WHAT IS EXPECTED: Reproduce the entries starting at the line that contains "Question. Provide the position of each instance of the tower" and ending at the line that contains "Target: cloud", both included, scaling the x and y coordinates in every answer by 0.4 and rounding them to whole numbers, halves up. Keep every other line and number unchanged.
----
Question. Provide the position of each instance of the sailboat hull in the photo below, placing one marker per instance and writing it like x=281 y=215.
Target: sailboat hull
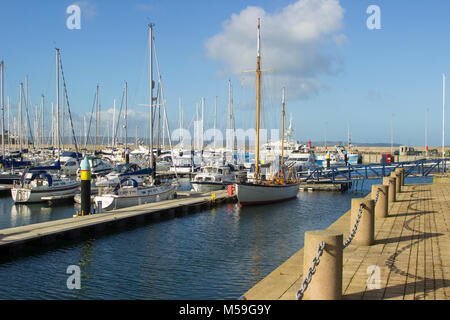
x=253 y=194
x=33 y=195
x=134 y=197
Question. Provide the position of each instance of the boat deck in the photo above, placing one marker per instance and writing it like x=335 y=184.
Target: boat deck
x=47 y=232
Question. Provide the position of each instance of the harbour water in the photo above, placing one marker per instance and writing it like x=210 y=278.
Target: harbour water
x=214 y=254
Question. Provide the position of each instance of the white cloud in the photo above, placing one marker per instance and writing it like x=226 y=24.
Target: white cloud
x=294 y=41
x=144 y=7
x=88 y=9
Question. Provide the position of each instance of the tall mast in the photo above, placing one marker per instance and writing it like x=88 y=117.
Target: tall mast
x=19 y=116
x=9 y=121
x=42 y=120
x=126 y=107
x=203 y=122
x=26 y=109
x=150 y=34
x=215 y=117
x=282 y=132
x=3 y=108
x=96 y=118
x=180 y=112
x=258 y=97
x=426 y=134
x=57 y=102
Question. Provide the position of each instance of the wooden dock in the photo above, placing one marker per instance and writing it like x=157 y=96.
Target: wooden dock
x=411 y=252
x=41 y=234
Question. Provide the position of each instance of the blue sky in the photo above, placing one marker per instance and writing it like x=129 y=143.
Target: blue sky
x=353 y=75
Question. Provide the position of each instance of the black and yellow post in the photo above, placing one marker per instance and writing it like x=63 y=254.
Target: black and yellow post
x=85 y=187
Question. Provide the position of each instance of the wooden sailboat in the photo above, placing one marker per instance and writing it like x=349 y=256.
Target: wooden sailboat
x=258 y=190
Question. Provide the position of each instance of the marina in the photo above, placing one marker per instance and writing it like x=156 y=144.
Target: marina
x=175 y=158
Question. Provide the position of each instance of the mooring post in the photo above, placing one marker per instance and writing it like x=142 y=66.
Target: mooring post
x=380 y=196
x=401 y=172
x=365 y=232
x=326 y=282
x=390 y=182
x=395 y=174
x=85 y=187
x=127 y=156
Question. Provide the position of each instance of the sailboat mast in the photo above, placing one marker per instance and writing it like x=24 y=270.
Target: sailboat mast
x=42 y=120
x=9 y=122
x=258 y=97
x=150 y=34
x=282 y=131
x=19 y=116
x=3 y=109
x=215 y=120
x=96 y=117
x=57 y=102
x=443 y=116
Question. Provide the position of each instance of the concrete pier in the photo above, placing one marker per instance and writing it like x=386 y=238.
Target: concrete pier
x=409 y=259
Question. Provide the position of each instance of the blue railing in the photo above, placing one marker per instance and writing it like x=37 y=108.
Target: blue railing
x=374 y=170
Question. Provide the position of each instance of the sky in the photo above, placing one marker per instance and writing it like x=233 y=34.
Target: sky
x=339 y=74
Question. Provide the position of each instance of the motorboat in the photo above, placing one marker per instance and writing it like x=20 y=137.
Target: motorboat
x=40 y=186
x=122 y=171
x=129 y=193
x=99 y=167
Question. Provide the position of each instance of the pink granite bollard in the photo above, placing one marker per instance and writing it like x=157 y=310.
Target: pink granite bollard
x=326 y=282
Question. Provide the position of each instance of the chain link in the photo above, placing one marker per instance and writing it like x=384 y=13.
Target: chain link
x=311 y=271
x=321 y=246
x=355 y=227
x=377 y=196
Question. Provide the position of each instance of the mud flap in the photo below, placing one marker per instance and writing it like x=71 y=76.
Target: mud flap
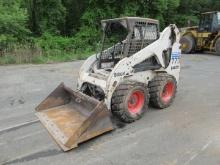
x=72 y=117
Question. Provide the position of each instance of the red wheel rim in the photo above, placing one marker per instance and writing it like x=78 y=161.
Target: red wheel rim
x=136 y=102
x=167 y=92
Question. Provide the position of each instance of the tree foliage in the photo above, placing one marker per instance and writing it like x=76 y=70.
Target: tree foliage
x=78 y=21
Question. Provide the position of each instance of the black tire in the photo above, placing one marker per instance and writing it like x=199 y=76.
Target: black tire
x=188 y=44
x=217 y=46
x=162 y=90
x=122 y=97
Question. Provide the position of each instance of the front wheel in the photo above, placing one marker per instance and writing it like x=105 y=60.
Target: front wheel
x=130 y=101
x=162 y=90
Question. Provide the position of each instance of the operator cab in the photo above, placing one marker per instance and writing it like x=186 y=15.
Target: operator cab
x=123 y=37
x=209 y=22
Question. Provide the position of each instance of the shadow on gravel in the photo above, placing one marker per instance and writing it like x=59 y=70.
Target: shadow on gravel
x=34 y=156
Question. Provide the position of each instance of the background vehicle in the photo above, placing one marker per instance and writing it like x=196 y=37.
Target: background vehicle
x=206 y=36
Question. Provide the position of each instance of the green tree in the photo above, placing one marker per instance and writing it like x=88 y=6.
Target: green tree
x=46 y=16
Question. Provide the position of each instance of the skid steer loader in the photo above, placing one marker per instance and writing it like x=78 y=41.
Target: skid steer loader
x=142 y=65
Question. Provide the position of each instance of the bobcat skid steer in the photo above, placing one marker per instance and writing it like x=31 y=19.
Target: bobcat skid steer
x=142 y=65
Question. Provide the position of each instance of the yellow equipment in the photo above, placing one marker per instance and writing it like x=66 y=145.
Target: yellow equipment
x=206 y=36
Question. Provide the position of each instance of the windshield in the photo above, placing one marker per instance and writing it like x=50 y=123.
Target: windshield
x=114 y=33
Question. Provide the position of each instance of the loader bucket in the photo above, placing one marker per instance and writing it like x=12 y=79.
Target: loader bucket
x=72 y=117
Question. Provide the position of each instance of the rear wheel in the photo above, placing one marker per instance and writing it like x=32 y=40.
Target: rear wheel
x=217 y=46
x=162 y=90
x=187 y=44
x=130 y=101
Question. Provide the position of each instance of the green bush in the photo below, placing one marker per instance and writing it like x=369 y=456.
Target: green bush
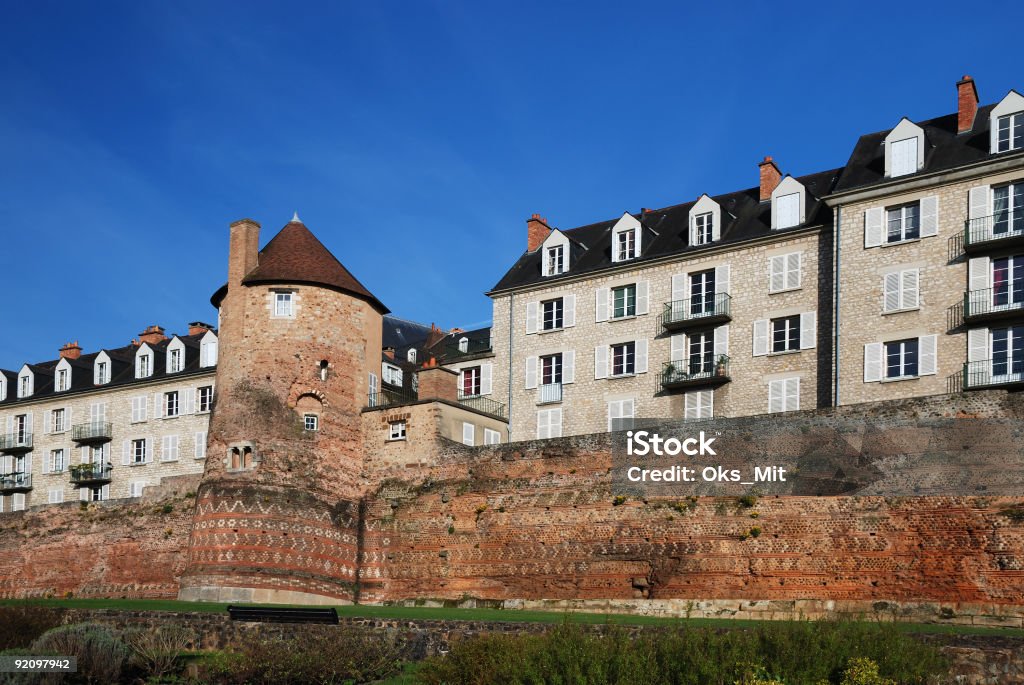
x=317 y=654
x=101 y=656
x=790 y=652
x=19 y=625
----
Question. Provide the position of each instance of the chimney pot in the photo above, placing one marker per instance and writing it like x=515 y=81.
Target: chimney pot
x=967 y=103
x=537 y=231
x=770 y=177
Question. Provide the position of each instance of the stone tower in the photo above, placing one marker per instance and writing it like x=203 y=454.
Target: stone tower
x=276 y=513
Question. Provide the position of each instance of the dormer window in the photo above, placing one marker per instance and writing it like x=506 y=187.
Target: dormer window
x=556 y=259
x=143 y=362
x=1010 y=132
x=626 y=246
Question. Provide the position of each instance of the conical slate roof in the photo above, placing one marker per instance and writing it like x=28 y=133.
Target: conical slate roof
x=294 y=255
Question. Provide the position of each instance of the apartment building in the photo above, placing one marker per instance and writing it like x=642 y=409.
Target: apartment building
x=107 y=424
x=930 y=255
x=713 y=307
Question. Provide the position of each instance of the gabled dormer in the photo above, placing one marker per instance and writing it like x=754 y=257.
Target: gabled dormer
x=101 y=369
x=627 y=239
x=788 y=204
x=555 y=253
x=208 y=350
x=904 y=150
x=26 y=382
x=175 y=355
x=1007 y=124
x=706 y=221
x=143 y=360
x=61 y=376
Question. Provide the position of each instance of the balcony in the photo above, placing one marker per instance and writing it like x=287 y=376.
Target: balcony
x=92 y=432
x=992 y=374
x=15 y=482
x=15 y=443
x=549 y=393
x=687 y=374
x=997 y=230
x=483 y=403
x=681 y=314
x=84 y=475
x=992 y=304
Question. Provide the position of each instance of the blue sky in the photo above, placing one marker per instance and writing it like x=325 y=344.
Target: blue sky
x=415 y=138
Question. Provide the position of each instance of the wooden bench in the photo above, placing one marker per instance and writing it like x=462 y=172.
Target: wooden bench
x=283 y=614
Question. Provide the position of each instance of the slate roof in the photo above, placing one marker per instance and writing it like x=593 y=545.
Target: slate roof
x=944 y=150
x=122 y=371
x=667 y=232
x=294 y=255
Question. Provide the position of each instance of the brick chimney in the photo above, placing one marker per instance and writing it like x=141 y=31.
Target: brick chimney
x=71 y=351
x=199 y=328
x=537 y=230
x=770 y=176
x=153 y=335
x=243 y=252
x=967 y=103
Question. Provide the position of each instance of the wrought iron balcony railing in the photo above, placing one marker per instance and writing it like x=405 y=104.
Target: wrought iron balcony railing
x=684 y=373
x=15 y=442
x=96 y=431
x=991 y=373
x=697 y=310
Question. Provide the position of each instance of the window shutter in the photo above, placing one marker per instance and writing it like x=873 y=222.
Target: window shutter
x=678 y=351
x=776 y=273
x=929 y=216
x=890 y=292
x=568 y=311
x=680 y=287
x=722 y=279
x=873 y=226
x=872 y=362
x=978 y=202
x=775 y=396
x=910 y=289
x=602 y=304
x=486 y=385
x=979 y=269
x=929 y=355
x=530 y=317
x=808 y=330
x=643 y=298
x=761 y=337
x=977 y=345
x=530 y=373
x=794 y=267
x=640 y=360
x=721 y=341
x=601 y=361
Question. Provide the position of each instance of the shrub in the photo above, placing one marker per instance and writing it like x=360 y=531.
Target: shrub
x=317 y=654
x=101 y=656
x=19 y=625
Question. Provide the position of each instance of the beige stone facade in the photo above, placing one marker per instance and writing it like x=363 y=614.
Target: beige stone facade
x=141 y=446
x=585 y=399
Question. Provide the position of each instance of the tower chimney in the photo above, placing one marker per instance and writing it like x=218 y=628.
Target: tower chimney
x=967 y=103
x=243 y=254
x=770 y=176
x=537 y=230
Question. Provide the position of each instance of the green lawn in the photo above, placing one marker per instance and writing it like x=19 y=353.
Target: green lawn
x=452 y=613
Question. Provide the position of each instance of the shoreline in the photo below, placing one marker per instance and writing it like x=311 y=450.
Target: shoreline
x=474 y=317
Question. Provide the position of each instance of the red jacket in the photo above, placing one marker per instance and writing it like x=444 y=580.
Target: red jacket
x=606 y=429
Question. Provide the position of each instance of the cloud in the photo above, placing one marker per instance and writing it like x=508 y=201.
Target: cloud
----
TASK ANSWER:
Question. Provide the position of each instance of the tower chimney in the photo above, placing one marker per instance and writing it like x=218 y=628.
Target: tower chimney
x=387 y=41
x=97 y=102
x=308 y=70
x=215 y=92
Question. Provide the position of each instance of the green lawn in the photo above, placing one marker per instance and writing it like x=19 y=353.
Target: green lawn
x=181 y=245
Question. Provide the position of each instance of the shoreline in the photo below, placing one marker per instance and writing it like x=311 y=450.
Target: shoreline
x=190 y=127
Question. Provide the position of each instance of the red jacket in the photo above, placing one marker per instance and writing it like x=444 y=580.
Target: red jacket
x=242 y=172
Question. Provide the position of each instance of the cloud in the photo above, placing one marker per instance and writing it like x=508 y=201.
Target: cloud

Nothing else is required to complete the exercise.